[Stored data]
┄┄┄┄┄┄┄┄┄┄┄┄┄┄┄┄┄┄┄┄

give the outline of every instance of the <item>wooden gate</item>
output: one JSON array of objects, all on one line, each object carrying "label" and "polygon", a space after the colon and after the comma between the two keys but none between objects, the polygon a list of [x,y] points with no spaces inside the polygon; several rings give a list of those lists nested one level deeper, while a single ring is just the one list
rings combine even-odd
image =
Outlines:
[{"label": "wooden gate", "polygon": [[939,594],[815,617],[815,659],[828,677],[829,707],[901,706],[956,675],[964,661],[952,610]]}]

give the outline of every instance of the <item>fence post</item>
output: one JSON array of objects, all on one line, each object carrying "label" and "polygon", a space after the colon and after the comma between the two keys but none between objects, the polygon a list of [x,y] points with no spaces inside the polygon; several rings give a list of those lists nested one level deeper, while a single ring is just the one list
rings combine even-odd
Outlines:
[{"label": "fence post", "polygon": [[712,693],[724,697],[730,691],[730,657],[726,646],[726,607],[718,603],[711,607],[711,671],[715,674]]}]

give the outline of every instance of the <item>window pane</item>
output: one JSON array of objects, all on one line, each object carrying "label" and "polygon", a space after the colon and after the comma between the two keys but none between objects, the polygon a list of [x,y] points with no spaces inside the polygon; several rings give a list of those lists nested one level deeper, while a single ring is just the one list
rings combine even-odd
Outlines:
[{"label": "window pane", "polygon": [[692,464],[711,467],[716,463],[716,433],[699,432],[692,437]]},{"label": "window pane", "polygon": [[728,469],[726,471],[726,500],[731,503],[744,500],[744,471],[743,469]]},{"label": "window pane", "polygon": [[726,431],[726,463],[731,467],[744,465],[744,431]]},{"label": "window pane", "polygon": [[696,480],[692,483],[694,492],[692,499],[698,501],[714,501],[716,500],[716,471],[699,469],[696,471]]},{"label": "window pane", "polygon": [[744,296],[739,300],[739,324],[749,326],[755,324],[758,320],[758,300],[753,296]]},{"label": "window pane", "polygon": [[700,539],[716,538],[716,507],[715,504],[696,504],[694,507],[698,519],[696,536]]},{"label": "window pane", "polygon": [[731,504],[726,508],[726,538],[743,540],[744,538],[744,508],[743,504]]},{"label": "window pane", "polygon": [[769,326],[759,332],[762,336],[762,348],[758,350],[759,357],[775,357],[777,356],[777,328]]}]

┄┄┄┄┄┄┄┄┄┄┄┄┄┄┄┄┄┄┄┄

» **Exercise aim**
Repeat every entry word for word.

» **Solution for this exercise**
give the outline of every instance of the <item>wooden gate</item>
output: one JSON array of objects, all on one line, each object carrying "label" and "polygon", a space after the colon and after the comma between the two keys but none between objects, the polygon a list of [x,y] points with no spaces inside the polygon; several rings give a list of those lists nested one level deeper, while a single ring is just the one list
rings combine even-odd
image =
Outlines:
[{"label": "wooden gate", "polygon": [[939,594],[815,617],[815,659],[828,677],[829,707],[901,706],[956,675],[964,661],[952,610]]}]

give the outline of every instance of the <item>fence post</item>
output: one JSON array of objects, all on one line, each object carrying "label" and "polygon", a space after the colon and after the comma between the two keys but none between objects, the polygon a list of [x,y] points with no spaces inside the polygon; several rings give a list of those lists nested one level deeper, while a single ring is just the one list
rings combine even-odd
Outlines:
[{"label": "fence post", "polygon": [[712,693],[724,697],[730,691],[730,657],[726,646],[726,607],[718,603],[711,607],[711,671],[715,674]]}]

give the outline of every instance of the <item>window pane</item>
output: one JSON array of objects, all on one line, each object carrying "label" and "polygon", a space after the colon and after the comma between the two keys but none between objects, the polygon a list of [x,y] points with no spaces inside the polygon; several rings give a list of those lists nested one level deeper, while a single ring is just the one list
rings combine even-odd
Outlines:
[{"label": "window pane", "polygon": [[692,464],[711,467],[716,463],[716,433],[699,432],[692,437]]},{"label": "window pane", "polygon": [[728,469],[726,471],[726,500],[731,503],[744,500],[744,471],[743,469]]},{"label": "window pane", "polygon": [[726,431],[726,463],[731,467],[744,465],[744,431]]},{"label": "window pane", "polygon": [[696,480],[692,483],[694,492],[692,499],[698,501],[714,501],[716,500],[716,471],[699,469],[696,471]]},{"label": "window pane", "polygon": [[744,296],[739,300],[739,324],[749,326],[755,324],[758,320],[758,300],[753,296]]},{"label": "window pane", "polygon": [[700,539],[716,538],[716,507],[715,504],[696,504],[694,507],[698,519],[696,536]]},{"label": "window pane", "polygon": [[731,504],[726,508],[726,538],[743,540],[744,538],[744,508],[743,504]]},{"label": "window pane", "polygon": [[769,326],[759,332],[762,336],[762,348],[758,350],[759,357],[775,357],[777,356],[777,328]]}]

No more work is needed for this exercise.